#### Excerpted text
++++
Poverty in Israel is deepening and poor people are finding it increasingly difficult to escape the poverty cycle, according to the Alternative Poverty report published annually by Latet.
According to the findings, there are some 2,546,000 million poor people living in Israel accounting for 31.6% of the population, including, 1,613,000 adults, 29.8%, and 932,000 children, representing 35.1% of the population.
These figures reveal a distinctly different picture than last week’s National Insurance Institute report which found that poverty rates in Israel were in decline. According to the NII report, in 2013 there were only 1,658,200 million people living in poverty, among them 756,900 children and 432,600 families – a decline from 23.5% in 2012 to 21.8% in 2013.
The poverty survey has been administered by Latet annually for ten years, and presents a more insightful picture than the National Insurance Institute’s annual survey – as it takes a closer look at the daily struggles of the poor in Israel.
Latet executive director Eran Weintraub and Gilles Darmon, chairman of Latet said in a statement released Monday, “The upcoming elections are an opportunity, perhaps the last, to decide whether we will buy more tanks or rescue children from a life of poverty, are we concerned for the future of Israeli society or just on maintaining the country’s borders.”
Some of the report’s most disturbing facts were in regard to children in needy families.
++++
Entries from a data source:
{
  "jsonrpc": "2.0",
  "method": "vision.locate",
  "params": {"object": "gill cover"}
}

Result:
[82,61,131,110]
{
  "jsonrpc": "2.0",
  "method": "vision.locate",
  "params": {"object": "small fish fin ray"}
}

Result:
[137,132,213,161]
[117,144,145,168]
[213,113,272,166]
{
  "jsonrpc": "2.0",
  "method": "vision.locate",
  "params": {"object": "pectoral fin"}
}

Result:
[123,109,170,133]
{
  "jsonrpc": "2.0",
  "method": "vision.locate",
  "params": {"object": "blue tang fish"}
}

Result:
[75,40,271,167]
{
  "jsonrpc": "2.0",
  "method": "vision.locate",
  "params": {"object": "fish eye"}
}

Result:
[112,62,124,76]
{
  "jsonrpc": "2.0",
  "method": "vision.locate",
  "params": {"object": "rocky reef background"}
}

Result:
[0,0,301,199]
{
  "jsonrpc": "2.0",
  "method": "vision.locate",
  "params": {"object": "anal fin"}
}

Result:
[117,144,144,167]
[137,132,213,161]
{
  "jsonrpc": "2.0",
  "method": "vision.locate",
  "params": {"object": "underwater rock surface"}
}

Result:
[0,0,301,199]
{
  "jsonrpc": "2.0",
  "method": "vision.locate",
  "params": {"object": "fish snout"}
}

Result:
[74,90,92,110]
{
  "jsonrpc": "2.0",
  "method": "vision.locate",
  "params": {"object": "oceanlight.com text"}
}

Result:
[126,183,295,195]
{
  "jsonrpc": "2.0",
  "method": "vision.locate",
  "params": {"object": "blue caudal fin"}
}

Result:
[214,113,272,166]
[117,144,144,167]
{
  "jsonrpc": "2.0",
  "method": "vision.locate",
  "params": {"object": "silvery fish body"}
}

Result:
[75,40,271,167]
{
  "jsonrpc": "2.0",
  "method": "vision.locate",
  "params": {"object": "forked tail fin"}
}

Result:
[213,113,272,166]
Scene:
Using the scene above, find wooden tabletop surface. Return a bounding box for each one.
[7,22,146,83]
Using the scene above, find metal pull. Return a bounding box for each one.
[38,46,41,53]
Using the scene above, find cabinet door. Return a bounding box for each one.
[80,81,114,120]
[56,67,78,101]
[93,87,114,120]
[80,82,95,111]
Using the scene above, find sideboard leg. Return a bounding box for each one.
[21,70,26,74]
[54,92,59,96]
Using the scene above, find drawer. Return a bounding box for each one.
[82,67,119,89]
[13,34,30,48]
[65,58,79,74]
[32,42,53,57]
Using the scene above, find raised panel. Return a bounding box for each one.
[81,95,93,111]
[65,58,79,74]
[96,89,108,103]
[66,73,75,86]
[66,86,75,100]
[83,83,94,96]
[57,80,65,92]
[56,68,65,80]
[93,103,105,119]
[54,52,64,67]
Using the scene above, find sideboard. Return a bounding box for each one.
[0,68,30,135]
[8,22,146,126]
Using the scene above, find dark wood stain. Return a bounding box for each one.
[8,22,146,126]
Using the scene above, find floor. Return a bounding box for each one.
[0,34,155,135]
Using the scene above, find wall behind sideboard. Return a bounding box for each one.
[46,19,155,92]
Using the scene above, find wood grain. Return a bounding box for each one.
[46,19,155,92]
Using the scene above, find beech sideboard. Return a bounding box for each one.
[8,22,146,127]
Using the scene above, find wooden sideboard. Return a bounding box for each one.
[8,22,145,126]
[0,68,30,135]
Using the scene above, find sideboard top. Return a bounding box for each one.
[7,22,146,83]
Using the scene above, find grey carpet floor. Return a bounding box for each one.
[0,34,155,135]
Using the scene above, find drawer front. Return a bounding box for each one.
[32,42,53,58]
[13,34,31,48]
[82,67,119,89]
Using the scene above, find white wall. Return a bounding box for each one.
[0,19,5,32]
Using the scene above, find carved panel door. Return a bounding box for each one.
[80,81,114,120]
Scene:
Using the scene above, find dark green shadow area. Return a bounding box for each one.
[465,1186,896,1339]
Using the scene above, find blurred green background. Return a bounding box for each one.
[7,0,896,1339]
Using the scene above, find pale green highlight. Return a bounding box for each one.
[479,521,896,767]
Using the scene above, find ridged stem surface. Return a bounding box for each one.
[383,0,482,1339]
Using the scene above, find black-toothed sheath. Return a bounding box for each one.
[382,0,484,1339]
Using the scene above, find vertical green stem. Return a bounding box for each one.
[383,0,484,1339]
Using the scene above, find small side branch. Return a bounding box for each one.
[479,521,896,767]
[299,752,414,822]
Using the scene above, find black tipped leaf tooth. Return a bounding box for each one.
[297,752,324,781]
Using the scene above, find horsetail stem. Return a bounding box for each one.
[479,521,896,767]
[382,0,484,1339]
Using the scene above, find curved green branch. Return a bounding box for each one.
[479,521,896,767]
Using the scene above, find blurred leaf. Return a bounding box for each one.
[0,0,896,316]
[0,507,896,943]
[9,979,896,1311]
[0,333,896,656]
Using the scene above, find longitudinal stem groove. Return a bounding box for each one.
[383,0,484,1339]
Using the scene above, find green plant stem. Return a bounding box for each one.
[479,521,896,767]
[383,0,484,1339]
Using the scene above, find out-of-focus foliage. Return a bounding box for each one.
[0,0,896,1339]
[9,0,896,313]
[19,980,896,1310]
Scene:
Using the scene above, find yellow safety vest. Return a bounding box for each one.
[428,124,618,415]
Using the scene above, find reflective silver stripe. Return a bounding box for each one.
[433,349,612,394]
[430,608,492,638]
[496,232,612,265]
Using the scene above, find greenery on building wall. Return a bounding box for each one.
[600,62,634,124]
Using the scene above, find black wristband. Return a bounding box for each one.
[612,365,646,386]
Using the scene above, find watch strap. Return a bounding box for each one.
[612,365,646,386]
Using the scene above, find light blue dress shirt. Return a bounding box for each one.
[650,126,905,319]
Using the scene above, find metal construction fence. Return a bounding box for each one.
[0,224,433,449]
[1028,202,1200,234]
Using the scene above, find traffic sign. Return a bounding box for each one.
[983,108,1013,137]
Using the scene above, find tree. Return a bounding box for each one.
++++
#### Exercise
Repeat the passage about poverty in Israel from "The poverty survey" to "in needy families.", both inclusive, word for word.

#### Answer below
The poverty survey has been administered by Latet annually for ten years, and presents a more insightful picture than the National Insurance Institute’s annual survey – as it takes a closer look at the daily struggles of the poor in Israel.
Latet executive director Eran Weintraub and Gilles Darmon, chairman of Latet said in a statement released Monday, “The upcoming elections are an opportunity, perhaps the last, to decide whether we will buy more tanks or rescue children from a life of poverty, are we concerned for the future of Israeli society or just on maintaining the country’s borders.”
Some of the report’s most disturbing facts were in regard to children in needy families.